[Data entries]
[Start of section]
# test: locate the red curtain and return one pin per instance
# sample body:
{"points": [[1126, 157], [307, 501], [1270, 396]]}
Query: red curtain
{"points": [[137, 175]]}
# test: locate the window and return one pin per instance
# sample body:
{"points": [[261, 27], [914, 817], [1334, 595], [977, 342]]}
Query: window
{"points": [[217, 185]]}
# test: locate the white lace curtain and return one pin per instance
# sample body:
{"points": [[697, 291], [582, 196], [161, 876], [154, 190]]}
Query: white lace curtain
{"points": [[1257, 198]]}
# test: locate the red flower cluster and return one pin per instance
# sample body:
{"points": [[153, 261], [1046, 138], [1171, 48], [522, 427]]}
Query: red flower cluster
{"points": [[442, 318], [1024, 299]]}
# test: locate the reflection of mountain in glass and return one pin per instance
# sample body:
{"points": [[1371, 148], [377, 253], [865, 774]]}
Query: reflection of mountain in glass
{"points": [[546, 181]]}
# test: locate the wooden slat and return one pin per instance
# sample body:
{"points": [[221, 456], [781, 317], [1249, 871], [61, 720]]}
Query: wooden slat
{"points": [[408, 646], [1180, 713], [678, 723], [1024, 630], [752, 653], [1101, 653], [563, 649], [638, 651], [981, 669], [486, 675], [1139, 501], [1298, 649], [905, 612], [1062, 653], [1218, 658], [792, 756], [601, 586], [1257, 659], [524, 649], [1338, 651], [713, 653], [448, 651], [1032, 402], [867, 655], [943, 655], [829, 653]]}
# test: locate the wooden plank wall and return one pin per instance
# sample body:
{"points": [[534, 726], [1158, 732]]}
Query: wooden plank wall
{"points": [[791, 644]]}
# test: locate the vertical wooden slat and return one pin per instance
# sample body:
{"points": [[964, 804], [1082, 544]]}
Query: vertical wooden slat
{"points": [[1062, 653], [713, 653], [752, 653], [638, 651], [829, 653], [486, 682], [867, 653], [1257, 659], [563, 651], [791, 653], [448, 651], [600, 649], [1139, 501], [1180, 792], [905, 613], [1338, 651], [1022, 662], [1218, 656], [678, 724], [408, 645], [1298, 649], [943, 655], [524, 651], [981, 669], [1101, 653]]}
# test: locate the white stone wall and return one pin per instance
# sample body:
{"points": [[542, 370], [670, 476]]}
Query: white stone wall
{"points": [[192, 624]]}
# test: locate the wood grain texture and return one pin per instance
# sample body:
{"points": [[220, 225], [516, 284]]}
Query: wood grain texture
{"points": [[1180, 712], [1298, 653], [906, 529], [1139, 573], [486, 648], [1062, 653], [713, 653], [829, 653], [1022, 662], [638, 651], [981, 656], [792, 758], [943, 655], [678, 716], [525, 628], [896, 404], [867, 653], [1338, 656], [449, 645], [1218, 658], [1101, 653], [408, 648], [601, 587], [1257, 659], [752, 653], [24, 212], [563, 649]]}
[End of section]
> [What you have to do]: For each line above that contains the word "instance", copy that line.

> [Expected answer]:
# test: locate the red curtain and return one pin per instance
# test: locate the window and return one pin per instance
# test: locate the white lace curtain and return one pin per instance
# test: locate the red flower cluster and return one pin per instance
# test: locate the reflection of mountain in glass and return one pin per instance
# test: locate the wooden slat and return one pin per instance
# test: locate the wooden plank wall and return one pin per instance
# test: locate the vertical wooden slat and return one pin per instance
# test: locate the white stone wall and return one pin per instance
# test: locate the wood grain texture and return one pin per instance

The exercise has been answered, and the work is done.